### Passage provided:
-=-=-=-=-

In the following round, we may have the defensive fighter add hand traps to his defensive choices.

For round three, we may slow things down slightly and place the defensive fighter with his back against a wall to prevent him from running from his opponent.

The final round could allow a counter technique to be thrown.

There is No Rush

Understand that this represents the first two to six months of their training. Often, instructors have their students sparring within the first three months. Our students barely make contact for six months. 

Green – Blue Belts

When the students graduate into the green and blue belt class, they begin to actually spar following the rules of light-contact kickboxing.

However, there is still no head contact, but body contact is permitted. The students wear headgear, hand-and-foot protective pads, shin pads, a mouthpiece, rib guards, and a groin cup for the guys.

Avoid Overwhelm

Through this structure, we’re by trying to avoid students feeling as though they have to figure out what to do on their own like most schools.

At the same time, they are actively, enjoyably and safely engaged in a sparring-like exercise.

-=-=-=-=-

### The data:
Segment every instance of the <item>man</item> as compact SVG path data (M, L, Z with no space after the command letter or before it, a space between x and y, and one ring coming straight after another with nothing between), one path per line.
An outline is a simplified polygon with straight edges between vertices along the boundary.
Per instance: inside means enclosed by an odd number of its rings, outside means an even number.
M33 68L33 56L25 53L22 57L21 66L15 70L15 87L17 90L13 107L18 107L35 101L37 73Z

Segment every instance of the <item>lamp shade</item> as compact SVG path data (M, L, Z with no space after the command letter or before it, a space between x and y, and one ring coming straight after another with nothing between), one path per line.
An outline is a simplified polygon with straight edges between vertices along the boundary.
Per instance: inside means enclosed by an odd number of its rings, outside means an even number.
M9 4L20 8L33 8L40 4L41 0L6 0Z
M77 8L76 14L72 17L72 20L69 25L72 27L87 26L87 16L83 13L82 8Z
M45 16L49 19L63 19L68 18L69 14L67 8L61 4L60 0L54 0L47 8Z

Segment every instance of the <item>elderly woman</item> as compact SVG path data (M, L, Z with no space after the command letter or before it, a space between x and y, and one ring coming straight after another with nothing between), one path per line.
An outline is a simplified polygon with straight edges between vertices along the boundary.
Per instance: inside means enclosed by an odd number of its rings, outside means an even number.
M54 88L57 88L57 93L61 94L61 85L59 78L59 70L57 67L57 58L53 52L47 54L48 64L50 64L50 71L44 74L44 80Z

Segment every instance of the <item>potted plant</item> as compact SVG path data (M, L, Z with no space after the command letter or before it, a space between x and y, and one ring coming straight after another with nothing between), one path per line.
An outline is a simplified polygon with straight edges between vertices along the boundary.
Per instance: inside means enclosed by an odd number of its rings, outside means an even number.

-=-=-=-=-

### What needs to be done:
Continue the passage on sparring training for martial arts students, beginning after its final sentence.

### Result for this exercise:
The end result is, the defensive fighter gains confidence in avoiding contact.  That is a great feeling.

You can see within this scenario that there is no winner or loser. Instead, the students are taught to judge the match by how well they stuck to the strategies of the drill. 

While the majority of the class time devoted to sparring is spent on limited sparring drills, we will allow the students to go a round or two of free-sparring under strict black belt supervision.

The matches always begin with the students introducing themselves and shaking hands with their partner and a verbal review of the sparring attitude towards each other, which is, “I’ll make sure you don’t get hurt.” 

Prepare Students to Get Hit

Also, explain to the students that while control is required and demanded, they are going to get accidentally whacked on occasion just as they are going to whack someone else.

Teach them exactly how to inform their partner if the contact is too hard.

You can even talk to them about the tone in which they make the request to lighten up. An angry demand may elicit a different response than a respectful but firm request. 

Respect and courtesy are key attitudes. Make sure that the person being requested to lighten up is taught that “Yes ma’am or “Yes sir” is the only acceptable response.

Only the person getting hit can determine if it’s too hard and he or she cannot be questioned. 

Graduating to Head Contact 

After an additional eight months in that class, the students graduate into the blue and red belt level.

At this point, they are allowed to make light head contact in addition to moderate body contact to the rib-guard area. Students are taught to strike the headgear and not the face.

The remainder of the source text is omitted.